**Short exercise 1**
Copy from the passage about a radio sermon the portion between "The realization was" and "find out together.", inclusive.
**Short exercise 2**
Translate this sentence from the passage about a radio sermon into Spanish: "The realization was like being hit by 10,000 volts."
**Short exercise 3**
Using the passage about a radio sermon, decide whether each statement agrees with it. Answer yes or no and quote the words that settle it.
(a) The sermon on the radio was given by Pastor Jeff Figgs of Greeley Calvary Chapel.
(b) The sermon that aired was a recent one.
(c) The realization came while driving on a busy street.

**Reading passage**
____________________

Getting in the car (which I'm pretty sure Jesus had something to do with too, but that's another story) I had the radio tuned to Grace FM and a sermon by Pastor Jeff Figgs of Greeley Calvary Chapel was on. Pastor Jeff was talking about evangelizing to non-believers. "I get it Lord." I said "You want me to try to save her." Then Jesus answered. Pastor Jeff began emphatically preaching about the need to evangelize to unbelieving relatives.

The realization was like being hit by 10,000 volts. I had just been given my marching orders and sent off to do His work with a resounding spanking. I was in tears with the realization: the plane ticket, her sudden desire to visit our (exceedingly beautiful) state, the exquisite timing of the air play of a 3 year old sermon, even the fact that He allowed this to wash over me on a street with no traffic so I could wonder at His majesty without endangering any spectators. I'm still flush with the realization.

So I now have a relative who's going to be evangelized kicking and screaming into salvation, or maybe He has another purpose. We'll find out together.
 And we know that God causes all things to work together for good to those who love God, to those who are called according to His purpose. (Romans 8:28)


Note to Pastor Lovejoy: If you can get Miss Cindy to play this kind of worship music, I'll never leave the building!

____________________

**Data section**

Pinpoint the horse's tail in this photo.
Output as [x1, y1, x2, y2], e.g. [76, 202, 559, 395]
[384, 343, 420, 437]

____________________

**Task answer 1**
The realization was like being hit by 10,000 volts. I had just been given my marching orders and sent off to do His work with a resounding spanking. I was in tears with the realization: the plane ticket, her sudden desire to visit our (exceedingly beautiful) state, the exquisite timing of the air play of a 3 year old sermon, even the fact that He allowed this to wash over me on a street with no traffic so I could wonder at His majesty without endangering any spectators. I'm still flush with the realization.

So I now have a relative who's going to be evangelized kicking and screaming into salvation, or maybe He has another purpose. We'll find out together.

**Task answer 2**
Darme cuenta fue como recibir una descarga de 10.000 voltios.

**Task answer 3**
(a) Yes: "a sermon by Pastor Jeff Figgs of Greeley Calvary Chapel was on"
(b) No: "the air play of a 3 year old sermon"
(c) No: "on a street with no traffic"